[START]

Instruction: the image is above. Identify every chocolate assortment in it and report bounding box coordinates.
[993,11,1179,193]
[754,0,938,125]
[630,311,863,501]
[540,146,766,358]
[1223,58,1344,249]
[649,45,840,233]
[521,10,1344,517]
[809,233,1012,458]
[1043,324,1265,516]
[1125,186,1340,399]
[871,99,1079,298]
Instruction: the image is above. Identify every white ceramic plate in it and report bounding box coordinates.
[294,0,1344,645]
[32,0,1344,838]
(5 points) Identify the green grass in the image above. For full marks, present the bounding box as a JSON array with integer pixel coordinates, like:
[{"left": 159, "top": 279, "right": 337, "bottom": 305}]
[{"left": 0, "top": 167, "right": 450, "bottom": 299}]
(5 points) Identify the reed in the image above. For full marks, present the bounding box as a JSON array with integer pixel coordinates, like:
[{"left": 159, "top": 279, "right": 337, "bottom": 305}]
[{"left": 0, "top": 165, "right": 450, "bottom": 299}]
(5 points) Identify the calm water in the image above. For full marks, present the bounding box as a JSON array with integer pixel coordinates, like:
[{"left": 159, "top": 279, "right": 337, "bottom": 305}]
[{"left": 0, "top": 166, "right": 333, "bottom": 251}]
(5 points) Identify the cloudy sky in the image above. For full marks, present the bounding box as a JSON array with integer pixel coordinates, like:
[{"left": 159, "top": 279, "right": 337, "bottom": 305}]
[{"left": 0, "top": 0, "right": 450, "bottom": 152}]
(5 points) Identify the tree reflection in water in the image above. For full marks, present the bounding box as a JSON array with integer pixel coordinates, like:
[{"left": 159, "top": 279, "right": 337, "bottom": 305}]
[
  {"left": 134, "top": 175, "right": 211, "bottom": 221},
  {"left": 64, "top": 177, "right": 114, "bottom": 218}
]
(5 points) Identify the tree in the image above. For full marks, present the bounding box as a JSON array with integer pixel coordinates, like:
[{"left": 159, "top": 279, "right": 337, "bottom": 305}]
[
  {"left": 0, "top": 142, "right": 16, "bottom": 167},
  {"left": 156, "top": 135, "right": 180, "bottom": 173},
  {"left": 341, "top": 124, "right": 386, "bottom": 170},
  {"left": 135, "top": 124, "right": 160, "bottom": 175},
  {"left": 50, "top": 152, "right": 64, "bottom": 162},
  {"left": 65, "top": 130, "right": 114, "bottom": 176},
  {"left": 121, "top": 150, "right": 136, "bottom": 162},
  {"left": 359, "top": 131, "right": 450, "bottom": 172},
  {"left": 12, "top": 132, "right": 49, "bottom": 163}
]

[END]

### Task to complete
Rewrite the lines above as a numbered list, omitting any blank lines.

### Response for this exercise
1. Instruction: the image is above. Identify every chocolate assortment in it and report bounding box coordinates.
2. [993,11,1179,193]
3. [754,0,938,125]
4. [630,311,863,501]
5. [540,146,766,358]
6. [1223,58,1344,249]
7. [649,45,840,233]
8. [521,10,1344,517]
9. [809,233,1012,458]
10. [1043,324,1265,516]
11. [1125,186,1340,399]
12. [871,99,1079,298]
13. Instruction: the image is above. Identify every white ceramic plate in it and report bounding box coordinates.
14. [294,0,1344,645]
15. [32,0,1344,838]
16. (5 points) Identify the green grass in the image above. For full marks, present the bounding box as a JSON array with integer pixel coordinates, like:
17. [{"left": 159, "top": 279, "right": 337, "bottom": 305}]
18. [{"left": 0, "top": 167, "right": 450, "bottom": 299}]
19. (5 points) Identify the reed in the image above. For full marks, present the bounding box as a JSON array with integer pixel coordinates, like:
20. [{"left": 159, "top": 279, "right": 337, "bottom": 305}]
21. [{"left": 0, "top": 165, "right": 450, "bottom": 299}]
22. (5 points) Identify the calm water in the image above. For full marks, present the bounding box as a JSON array with integer pixel coordinates, like:
23. [{"left": 159, "top": 279, "right": 337, "bottom": 305}]
24. [{"left": 0, "top": 166, "right": 333, "bottom": 251}]
25. (5 points) Identify the cloudy sky in the image above. For full marks, present the bounding box as a JSON array with integer pixel coordinates, like:
26. [{"left": 159, "top": 279, "right": 337, "bottom": 305}]
27. [{"left": 0, "top": 0, "right": 450, "bottom": 152}]
28. (5 points) Identify the tree reflection in water in the image above. For full marks, present the bounding box as a JSON array with integer pixel coordinates, like:
29. [{"left": 159, "top": 279, "right": 337, "bottom": 305}]
30. [
31.   {"left": 134, "top": 175, "right": 211, "bottom": 221},
32.   {"left": 64, "top": 177, "right": 114, "bottom": 218}
33. ]
34. (5 points) Identify the tree in the image above. For full marks, present the bounding box as a JSON array with integer pixel coordinates, like:
35. [{"left": 159, "top": 279, "right": 337, "bottom": 305}]
36. [
37.   {"left": 0, "top": 142, "right": 16, "bottom": 167},
38.   {"left": 156, "top": 135, "right": 180, "bottom": 173},
39.   {"left": 341, "top": 124, "right": 386, "bottom": 170},
40.   {"left": 135, "top": 124, "right": 160, "bottom": 175},
41.   {"left": 50, "top": 152, "right": 64, "bottom": 162},
42.   {"left": 65, "top": 130, "right": 114, "bottom": 176},
43.   {"left": 121, "top": 150, "right": 136, "bottom": 162},
44.   {"left": 359, "top": 131, "right": 450, "bottom": 172},
45.   {"left": 12, "top": 132, "right": 49, "bottom": 163}
46. ]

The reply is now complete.